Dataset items

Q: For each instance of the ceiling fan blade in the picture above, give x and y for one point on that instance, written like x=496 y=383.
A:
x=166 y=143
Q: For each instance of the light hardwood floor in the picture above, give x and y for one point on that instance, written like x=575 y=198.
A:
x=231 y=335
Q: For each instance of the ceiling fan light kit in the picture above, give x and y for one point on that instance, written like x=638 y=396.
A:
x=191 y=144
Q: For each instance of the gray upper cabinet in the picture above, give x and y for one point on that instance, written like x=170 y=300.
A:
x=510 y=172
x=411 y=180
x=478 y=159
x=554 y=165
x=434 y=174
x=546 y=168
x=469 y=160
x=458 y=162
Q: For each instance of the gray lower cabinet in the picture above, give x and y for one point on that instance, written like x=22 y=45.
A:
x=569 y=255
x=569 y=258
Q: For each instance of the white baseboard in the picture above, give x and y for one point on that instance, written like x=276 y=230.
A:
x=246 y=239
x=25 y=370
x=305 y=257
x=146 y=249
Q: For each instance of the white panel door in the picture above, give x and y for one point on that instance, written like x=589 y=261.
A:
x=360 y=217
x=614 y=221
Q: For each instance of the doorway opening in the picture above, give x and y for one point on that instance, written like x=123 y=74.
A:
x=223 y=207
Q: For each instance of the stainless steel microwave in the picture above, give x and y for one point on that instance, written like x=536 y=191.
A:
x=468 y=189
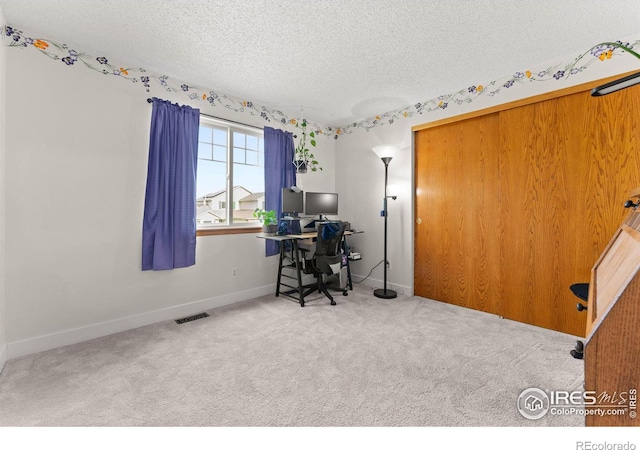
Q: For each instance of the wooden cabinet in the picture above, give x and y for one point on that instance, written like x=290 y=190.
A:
x=612 y=349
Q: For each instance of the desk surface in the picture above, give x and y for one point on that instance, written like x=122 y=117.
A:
x=307 y=235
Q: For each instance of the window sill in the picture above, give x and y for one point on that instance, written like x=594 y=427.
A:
x=228 y=230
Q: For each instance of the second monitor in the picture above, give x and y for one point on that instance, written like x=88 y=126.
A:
x=321 y=203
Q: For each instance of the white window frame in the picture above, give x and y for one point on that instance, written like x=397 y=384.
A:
x=230 y=128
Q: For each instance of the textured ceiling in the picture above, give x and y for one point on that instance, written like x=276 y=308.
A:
x=340 y=60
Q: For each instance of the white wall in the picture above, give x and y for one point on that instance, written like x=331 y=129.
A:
x=360 y=174
x=77 y=144
x=3 y=65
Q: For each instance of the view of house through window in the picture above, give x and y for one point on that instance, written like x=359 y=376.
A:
x=230 y=179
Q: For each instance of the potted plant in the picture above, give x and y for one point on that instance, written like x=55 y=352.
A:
x=303 y=159
x=268 y=218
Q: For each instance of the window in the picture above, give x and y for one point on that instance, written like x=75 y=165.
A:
x=230 y=172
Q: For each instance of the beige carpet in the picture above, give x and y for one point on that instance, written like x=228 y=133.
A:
x=269 y=362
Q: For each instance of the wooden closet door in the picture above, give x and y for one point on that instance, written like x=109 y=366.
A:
x=456 y=210
x=514 y=206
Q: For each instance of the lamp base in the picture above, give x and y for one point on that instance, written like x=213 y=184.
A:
x=385 y=293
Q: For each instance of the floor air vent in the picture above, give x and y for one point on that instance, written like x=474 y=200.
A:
x=191 y=318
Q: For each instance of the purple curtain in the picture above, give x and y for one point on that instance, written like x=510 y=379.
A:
x=169 y=224
x=279 y=172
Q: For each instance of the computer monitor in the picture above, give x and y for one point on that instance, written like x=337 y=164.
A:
x=292 y=201
x=319 y=203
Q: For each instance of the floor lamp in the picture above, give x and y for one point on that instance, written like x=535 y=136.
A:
x=385 y=153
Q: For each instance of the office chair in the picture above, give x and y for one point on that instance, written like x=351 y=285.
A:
x=327 y=259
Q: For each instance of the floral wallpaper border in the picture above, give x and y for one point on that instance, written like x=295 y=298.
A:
x=148 y=81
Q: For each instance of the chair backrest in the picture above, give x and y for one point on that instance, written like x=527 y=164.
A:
x=329 y=238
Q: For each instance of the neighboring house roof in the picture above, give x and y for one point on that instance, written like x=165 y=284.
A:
x=223 y=191
x=244 y=214
x=206 y=210
x=252 y=197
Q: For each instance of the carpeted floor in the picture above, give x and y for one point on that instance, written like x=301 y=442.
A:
x=268 y=362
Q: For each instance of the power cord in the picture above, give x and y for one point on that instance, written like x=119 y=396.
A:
x=370 y=272
x=400 y=292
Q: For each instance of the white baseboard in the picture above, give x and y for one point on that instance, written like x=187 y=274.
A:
x=73 y=336
x=3 y=357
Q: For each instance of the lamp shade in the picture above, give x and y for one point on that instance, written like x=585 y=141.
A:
x=385 y=151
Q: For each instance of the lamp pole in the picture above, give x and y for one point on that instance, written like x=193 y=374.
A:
x=385 y=293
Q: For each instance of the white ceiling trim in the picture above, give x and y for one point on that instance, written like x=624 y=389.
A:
x=73 y=57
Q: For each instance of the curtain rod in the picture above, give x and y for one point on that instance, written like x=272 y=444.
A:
x=150 y=100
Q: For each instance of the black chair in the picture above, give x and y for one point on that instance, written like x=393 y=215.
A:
x=327 y=260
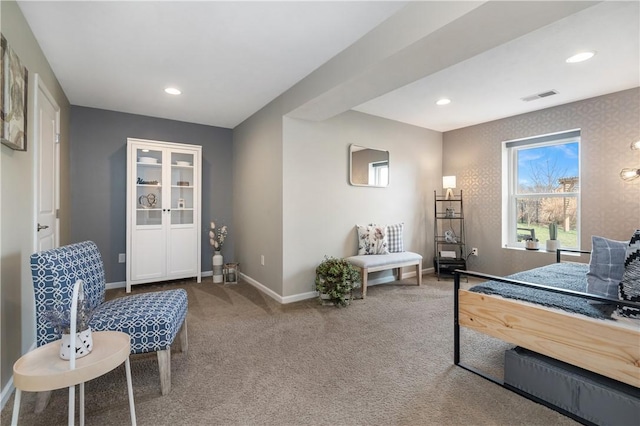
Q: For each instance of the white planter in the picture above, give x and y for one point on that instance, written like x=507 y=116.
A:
x=84 y=344
x=217 y=267
x=553 y=245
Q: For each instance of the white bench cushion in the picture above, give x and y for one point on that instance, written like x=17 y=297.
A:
x=376 y=260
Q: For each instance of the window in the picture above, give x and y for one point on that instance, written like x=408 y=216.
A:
x=541 y=185
x=379 y=173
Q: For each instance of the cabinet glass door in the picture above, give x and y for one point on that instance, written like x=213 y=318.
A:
x=148 y=192
x=182 y=188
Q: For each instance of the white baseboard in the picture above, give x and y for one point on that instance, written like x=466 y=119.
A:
x=294 y=298
x=119 y=284
x=312 y=294
x=9 y=388
x=284 y=300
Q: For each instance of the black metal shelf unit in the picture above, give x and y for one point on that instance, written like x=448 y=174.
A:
x=448 y=235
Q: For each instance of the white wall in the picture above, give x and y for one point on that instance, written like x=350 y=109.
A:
x=321 y=208
x=257 y=196
x=16 y=189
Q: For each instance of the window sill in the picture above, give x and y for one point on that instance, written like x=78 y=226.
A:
x=542 y=250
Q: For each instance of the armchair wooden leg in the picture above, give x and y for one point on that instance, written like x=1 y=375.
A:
x=164 y=365
x=182 y=337
x=42 y=400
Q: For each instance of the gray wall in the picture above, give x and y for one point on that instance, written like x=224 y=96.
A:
x=321 y=208
x=610 y=207
x=98 y=178
x=17 y=224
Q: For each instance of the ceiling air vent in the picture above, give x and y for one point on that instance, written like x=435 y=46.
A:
x=540 y=95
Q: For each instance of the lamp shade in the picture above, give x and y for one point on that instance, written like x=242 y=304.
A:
x=448 y=181
x=630 y=174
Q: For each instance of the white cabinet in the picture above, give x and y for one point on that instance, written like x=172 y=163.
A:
x=163 y=211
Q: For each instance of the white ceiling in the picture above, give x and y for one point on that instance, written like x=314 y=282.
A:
x=232 y=58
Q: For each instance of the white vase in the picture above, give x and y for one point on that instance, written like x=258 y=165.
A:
x=217 y=267
x=84 y=344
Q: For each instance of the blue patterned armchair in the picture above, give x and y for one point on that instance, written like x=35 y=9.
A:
x=152 y=320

WHAT THE TASK REQUIRES
Copy out, unchanged, the lines of the records starting with the line that contains "like x=276 y=230." and going on through the line that contains "x=614 y=221", with both of those lines included.

TASK OUTPUT
Q: For each instance of the white baseboard in the picture above, give x and y for one point on that instance, written like x=276 y=230.
A:
x=246 y=239
x=25 y=370
x=305 y=257
x=146 y=249
Q: For each instance of the white panel door in the picture above, give x and y for one point on that instance, written like x=589 y=261.
A:
x=360 y=217
x=614 y=221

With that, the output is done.